At the very least, I think Denise's instructions should be a sticky at the top of every timeshare system forum and not just Starwood.


----------



## lrsilvers (Aug 16, 2012)

I am in the same boat.  Just after signing a contract a few days ago, I went back to the hotel and found TUG and realized what a mistake I made, even after considering the 22,500 bonus points I received.  I am happy with the HGVC product, just disappointed I didn't research beforeheand how great the resale market was.

The salespeople told me that 1 in 4 people buy into HGVC after attending a presentation.  I wonder how many of those end up rescinding the contract.  They didn't give me that figure.


----------



## Passepartout (Aug 16, 2012)

lrsilvers said:


> I am in the same boat.  Just after signing a contract a few days ago, I went back to the hotel and found TUG and realized what a mistake I made, even after considering the 22,500 bonus points I received.  I am happy with the HGVC product, just disappointed I didn't research beforeheand how great the resale market was.

Point annotation dataset records

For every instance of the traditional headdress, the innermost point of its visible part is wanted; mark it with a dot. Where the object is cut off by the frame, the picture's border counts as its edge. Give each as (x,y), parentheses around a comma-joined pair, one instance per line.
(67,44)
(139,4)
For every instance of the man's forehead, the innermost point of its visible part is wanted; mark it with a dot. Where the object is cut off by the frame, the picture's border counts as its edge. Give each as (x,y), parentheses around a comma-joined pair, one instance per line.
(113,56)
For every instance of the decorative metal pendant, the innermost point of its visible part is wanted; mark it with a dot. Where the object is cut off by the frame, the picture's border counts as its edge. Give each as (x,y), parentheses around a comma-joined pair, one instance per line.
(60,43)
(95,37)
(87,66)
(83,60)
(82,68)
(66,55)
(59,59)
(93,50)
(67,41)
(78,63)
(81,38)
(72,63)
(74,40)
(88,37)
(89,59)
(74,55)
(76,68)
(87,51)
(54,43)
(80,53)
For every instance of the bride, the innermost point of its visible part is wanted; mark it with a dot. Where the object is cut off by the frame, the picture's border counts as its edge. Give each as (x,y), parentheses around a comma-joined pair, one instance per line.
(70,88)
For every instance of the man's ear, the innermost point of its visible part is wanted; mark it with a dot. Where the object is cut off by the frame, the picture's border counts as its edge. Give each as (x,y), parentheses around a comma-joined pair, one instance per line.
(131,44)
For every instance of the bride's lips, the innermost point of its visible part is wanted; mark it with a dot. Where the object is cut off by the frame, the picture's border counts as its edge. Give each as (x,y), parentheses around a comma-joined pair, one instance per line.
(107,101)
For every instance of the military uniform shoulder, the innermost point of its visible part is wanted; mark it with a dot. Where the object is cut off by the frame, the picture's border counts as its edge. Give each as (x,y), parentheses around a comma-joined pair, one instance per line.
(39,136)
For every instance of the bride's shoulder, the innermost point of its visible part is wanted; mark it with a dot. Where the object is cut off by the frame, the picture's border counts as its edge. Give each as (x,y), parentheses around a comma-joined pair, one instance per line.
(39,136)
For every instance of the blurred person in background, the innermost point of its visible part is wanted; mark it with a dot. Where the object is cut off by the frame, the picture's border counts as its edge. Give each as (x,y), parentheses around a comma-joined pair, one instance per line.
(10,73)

● **Short exercise**
Please state what the salespeople told lrsilvers about HGVC, according to the forum thread.

● **Task solution**
They said that 1 in 4 people buy into HGVC after attending a presentation.